#### WHAT YOU SHOULD DO
Beginning with the line that contains "the white blaze", extract each line through the end of the listing below, with no additions or omissions.

Coordinate labeling data:
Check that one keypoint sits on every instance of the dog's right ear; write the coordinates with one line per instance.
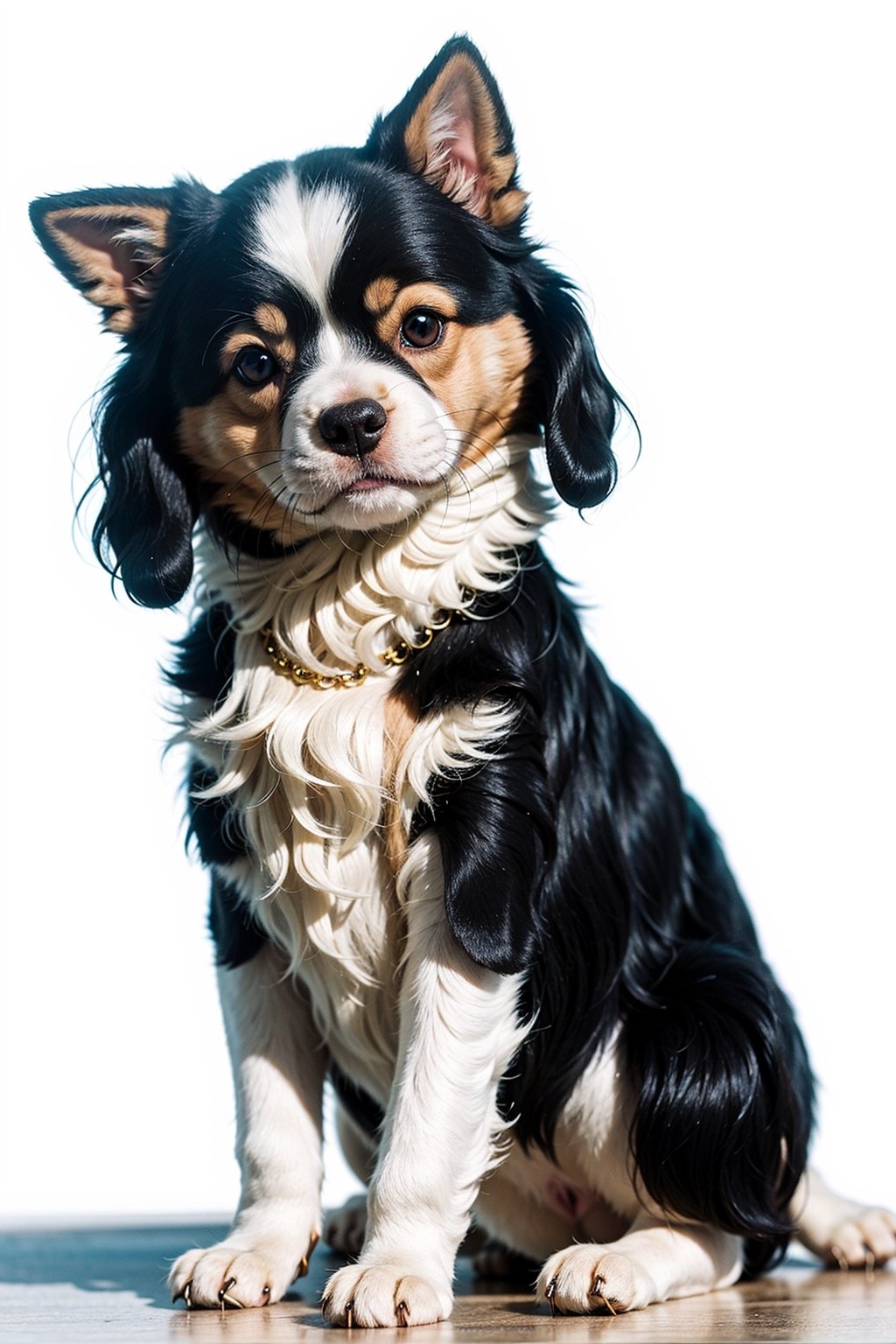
(113, 246)
(110, 245)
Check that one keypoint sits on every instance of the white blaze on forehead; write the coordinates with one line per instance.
(303, 234)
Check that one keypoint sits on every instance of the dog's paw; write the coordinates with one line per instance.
(344, 1228)
(590, 1278)
(238, 1271)
(858, 1236)
(384, 1294)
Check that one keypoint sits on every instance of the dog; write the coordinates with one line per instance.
(452, 864)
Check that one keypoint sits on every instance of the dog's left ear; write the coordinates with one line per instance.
(572, 396)
(453, 130)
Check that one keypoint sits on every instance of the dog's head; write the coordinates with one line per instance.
(326, 340)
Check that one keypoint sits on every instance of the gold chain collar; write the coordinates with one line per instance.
(394, 656)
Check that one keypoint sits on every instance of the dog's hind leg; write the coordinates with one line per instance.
(838, 1230)
(278, 1073)
(458, 1031)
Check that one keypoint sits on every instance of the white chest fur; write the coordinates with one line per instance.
(312, 774)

#### FINISHED EXERCISE
Check that one keypoint sits on every instance of the white blaze on forehead; write the coordinates with one line per instance.
(303, 234)
Check that one keypoint sits on every instance of the dog's paw; write the coordinates with one line per instance.
(344, 1228)
(590, 1278)
(238, 1271)
(858, 1236)
(384, 1294)
Check that one keypoint sits on every instance of the dog; write the coordinates with one line per instance.
(452, 864)
Check that one keypoint sits on every instance of the dog's left ear; write the coordinates with one line per instance.
(572, 396)
(453, 130)
Check that one keypoint sits on every instance of the dog's head; write the coordinates with one line per instance.
(326, 340)
Check that one keypoint sits on every instance of the gold chain collar; write the coordinates with one line per instance.
(394, 656)
Check that one keypoint sits on every instance of the dog's hind leg; write the coordinates with one line per instance.
(838, 1230)
(278, 1073)
(458, 1031)
Check that one keypoint sits on every instance of the white chest fur; write the coordinates with one line per instance.
(312, 774)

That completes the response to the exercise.